*Exercise description*. Give back every line of the data, word for word.

[Opening Given records section]

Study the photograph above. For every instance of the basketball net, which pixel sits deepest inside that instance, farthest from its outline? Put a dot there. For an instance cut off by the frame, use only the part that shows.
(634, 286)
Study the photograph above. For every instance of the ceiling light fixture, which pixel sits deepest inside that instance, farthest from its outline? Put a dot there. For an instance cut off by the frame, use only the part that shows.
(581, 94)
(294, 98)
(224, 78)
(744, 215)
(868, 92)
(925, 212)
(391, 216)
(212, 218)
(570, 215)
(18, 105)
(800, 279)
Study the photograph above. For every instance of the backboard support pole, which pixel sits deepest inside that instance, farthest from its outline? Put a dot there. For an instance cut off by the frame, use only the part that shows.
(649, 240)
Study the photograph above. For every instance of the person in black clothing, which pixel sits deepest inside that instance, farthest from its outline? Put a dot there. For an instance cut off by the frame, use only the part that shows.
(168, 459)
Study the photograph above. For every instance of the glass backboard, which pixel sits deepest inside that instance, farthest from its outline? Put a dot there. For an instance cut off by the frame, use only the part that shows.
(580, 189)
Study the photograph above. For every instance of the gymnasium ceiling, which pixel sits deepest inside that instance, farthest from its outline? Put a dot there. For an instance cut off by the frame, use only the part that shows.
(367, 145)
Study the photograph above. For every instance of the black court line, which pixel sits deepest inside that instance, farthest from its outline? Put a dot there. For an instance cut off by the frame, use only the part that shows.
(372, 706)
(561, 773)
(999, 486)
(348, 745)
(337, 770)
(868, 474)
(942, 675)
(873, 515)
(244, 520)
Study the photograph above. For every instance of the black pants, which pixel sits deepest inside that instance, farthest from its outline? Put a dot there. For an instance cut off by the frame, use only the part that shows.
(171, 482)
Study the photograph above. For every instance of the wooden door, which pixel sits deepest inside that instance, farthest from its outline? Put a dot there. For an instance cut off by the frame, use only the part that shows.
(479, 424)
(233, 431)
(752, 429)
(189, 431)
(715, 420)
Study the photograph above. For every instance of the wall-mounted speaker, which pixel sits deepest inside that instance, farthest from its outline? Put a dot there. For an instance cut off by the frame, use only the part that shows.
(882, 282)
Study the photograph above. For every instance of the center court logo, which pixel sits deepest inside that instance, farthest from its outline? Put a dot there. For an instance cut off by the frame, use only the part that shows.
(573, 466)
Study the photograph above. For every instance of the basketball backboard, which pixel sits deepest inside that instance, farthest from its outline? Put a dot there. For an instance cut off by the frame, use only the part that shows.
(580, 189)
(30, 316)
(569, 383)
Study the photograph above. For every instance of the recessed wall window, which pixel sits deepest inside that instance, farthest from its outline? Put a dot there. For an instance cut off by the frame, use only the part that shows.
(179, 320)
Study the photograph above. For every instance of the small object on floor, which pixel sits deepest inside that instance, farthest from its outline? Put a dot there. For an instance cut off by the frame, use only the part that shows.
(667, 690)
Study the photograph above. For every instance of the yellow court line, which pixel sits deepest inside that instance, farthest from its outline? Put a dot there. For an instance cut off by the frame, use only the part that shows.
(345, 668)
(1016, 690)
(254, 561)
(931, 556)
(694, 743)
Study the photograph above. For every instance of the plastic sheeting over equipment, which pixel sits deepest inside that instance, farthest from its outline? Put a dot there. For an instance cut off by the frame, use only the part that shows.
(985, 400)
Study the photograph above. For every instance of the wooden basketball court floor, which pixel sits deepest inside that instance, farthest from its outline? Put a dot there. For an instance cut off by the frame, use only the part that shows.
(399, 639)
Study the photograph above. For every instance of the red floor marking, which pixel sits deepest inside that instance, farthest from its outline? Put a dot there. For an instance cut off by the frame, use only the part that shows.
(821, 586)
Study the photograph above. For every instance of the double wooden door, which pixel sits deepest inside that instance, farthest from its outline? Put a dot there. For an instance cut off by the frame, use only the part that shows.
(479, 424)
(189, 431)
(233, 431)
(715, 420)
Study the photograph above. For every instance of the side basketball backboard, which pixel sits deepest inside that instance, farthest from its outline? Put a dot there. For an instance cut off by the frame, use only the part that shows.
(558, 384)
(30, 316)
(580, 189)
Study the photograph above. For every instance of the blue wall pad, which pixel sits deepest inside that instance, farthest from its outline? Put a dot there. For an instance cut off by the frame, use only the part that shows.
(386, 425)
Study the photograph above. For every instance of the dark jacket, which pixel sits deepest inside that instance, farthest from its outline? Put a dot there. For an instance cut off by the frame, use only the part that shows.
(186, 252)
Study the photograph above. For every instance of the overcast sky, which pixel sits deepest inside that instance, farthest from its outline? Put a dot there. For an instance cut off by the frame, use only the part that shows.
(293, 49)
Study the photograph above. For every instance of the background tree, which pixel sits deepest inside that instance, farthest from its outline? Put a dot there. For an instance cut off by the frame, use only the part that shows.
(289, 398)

[Closing Given records section]

*Solution to this task*.
Study the photograph above. For every instance of the basketball net, which pixel sits deepest inside that instance, farthest from its outline? Put a dot there. For an instance cut off by the frame, use only the part that shows.
(634, 286)
Study the photograph above. For every instance of the ceiling light fixture, which pixel sits deepest inside that instance, farthest from its outline? Put a dot there. For an instance cut off by the frame, use only the part that shows.
(581, 94)
(294, 98)
(224, 78)
(744, 215)
(868, 92)
(925, 212)
(391, 216)
(212, 218)
(570, 215)
(18, 105)
(800, 279)
Study the photograph above. For every instance of the backboard support pole, which pixel sits deepest inside that instance, farthest from its outline? Put a dot there. For an instance cut off by the frame, use only the part that shows.
(649, 240)
Study the photograph above. For every instance of the person in black clothing, which pixel sits deepest inside that instance, farthest from its outline? Put a dot there. For an instance cut off by the frame, use only the part that shows.
(168, 459)
Study the photograph above. For every instance of the glass backboard, which pixel sits deepest inside that instance, farthest from its outline? Put a dot there. For an instance cut off by the frame, use only the part that shows.
(580, 189)
Study the photograph above. For every instance of the gymnasium ceiling, which pixel sits deepest inside that instance, farthest from its outline? Put a dot there. For an instance cut off by the frame, use only the part that shows.
(367, 145)
Study the photograph above. For every instance of the black court line, which pixel sits deepest inside that instance, farthest from its outline? Put a dot there. For an instance cut off by the frame, use only the part that shows.
(372, 706)
(561, 773)
(999, 486)
(348, 745)
(337, 770)
(868, 474)
(942, 675)
(873, 515)
(244, 520)
Study the photograph above. For every instance of the black pants, which pixel sits deepest inside that instance, farthest from its outline? Put a dot there. For an instance cut off by the frame, use only the part that shows.
(171, 482)
Study the photograph above. For every instance of the wooden door, which pixel sits deepest inside that instance, farthest from its outline? Put a dot there. For an instance cut off by the frame, use only the part that shows.
(479, 424)
(233, 431)
(752, 429)
(189, 431)
(715, 420)
Study the photograph above. For every instance of the wall-mounted speaker, which pixel sits deepest inside that instance, farthest from its outline? Put a dot there. For an instance cut off by the frame, use only the part that shows.
(882, 282)
Study the photograph above. For every instance of the center court logo, which pixel sits deepest inside that instance, farthest from its outline? Put a dot there. For an instance cut off by the frame, use only the part that shows.
(573, 466)
Study the photograph above. For every instance of the basketball backboard, which pixel sits deepest inside that instance, farthest from its outline? Put a dot there. For an instance cut off by the frame, use only the part that shows.
(580, 189)
(30, 316)
(569, 383)
Study the photograph above. For every instance of the recessed wall window, which pixel sits deepest inside that instance, farthest from its outline? Put a dot there. For an instance cut off by the frame, use only the part that shows.
(179, 320)
Study the photograph above. For every instance of the small object on floor, which pixel sits deepest inside that instance, farthest from its outline? Put a dot there. For an instance cut off by the frame, use only the part that shows.
(667, 690)
Study the photograph above. For every instance of the yellow court line, which pixel sits deepest inside that instance, farthest from its outline? Put a dot there. For an instance cut off by the frame, use only the part that shows.
(345, 668)
(1016, 690)
(254, 561)
(931, 556)
(694, 743)
Study the photograph above. For every instance of the plastic sheeting over equipment, which pixel sits deepest inside that instance, farthest from its outline? Put a dot there. For an instance cut off by the frame, use only the part that shows.
(985, 400)
Study the photograph above. For every instance of the wooden basketball court floor, which pixel sits deepest inside that instance, farthest from its outline? Put a dot there. For an instance cut off by the frame, use only the part that shows.
(399, 639)
Study the photograph above. For every instance of the red floor marking, which pixel sits deepest inside that instance, farthest from its outline? Put a dot there. For an instance cut off by the frame, use only the part that shows.
(821, 586)
Study the photograph above. For every instance of the double wooden door, which pixel sits deepest inside that instance, farthest from its outline? Put a dot there. For an instance cut off by the frame, use only the part that shows.
(479, 424)
(189, 431)
(233, 431)
(715, 420)
Study the photograph above. For every instance of the side basketball backboard, which pixel sits deepest inside that instance, farthest from its outline? Put a dot there. For an instance cut off by the frame, use only the part that shows.
(558, 384)
(30, 316)
(580, 189)
Study the photograph above. For every instance of the blue wall pad, which pixel sits deepest inside that instance, farthest from its outline? Put a dot there. For an instance cut off by the frame, use only the part that shows.
(386, 425)
Study the photograph above. For every instance of the dark jacket, which pixel sits deepest inside that instance, farthest from its outline? Put a dot there. For an instance cut off by the frame, use only the part that shows.
(186, 252)
Study the photograph above. For every instance of the overcast sky, which pixel sits deepest inside that instance, farthest from its outline? Put a dot there. For an instance cut off by the frame, use only the part that shows.
(293, 49)
Study the photograph above. For every instance of the background tree, which pixel sits deepest inside that instance, farthest from its outline? Put a dot there. For an instance cut off by the frame, use only the part that shows.
(289, 398)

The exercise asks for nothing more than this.